§ What is being asked
Report how many of the rows below contain the word "rope", giving only the number.

§ Record excerpts
....

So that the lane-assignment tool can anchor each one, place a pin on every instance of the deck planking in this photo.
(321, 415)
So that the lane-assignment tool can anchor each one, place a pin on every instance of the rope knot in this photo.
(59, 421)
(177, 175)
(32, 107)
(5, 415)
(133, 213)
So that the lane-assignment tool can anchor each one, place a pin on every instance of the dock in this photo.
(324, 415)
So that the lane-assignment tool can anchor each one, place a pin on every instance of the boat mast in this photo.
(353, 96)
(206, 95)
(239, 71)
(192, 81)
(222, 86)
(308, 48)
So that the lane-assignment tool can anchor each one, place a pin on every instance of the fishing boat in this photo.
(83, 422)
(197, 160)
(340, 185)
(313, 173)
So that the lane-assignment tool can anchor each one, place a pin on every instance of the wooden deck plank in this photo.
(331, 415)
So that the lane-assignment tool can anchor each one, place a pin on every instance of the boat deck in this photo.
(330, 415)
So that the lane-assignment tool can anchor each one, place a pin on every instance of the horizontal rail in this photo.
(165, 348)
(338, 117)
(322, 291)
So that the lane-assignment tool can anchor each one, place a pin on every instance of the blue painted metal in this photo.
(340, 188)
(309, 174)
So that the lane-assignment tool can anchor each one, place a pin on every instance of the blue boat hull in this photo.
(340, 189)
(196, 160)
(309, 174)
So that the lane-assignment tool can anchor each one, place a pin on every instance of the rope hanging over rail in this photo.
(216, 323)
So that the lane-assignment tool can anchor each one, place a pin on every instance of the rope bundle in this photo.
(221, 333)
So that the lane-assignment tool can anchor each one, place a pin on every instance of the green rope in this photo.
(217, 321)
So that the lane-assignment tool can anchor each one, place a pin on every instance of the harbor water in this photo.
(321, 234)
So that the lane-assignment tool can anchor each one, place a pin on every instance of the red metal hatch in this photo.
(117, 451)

....

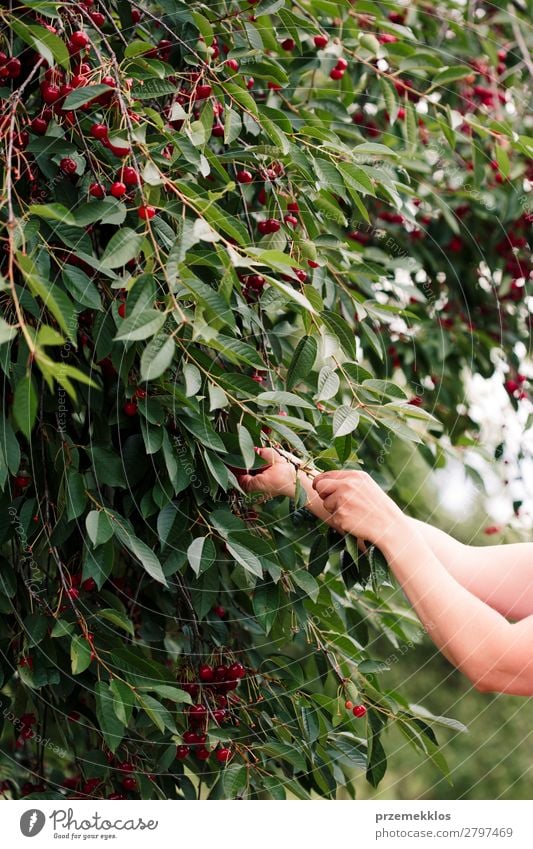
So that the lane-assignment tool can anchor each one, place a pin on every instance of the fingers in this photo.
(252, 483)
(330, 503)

....

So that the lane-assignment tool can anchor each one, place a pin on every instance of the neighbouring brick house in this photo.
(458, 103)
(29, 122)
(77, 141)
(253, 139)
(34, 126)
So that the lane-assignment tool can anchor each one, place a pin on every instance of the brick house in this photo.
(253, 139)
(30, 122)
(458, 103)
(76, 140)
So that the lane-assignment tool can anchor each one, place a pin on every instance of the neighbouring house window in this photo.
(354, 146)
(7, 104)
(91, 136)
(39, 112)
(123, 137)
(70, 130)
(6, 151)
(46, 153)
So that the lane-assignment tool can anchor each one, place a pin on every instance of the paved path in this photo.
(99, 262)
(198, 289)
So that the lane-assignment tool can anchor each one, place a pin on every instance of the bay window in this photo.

....

§ Correct output
4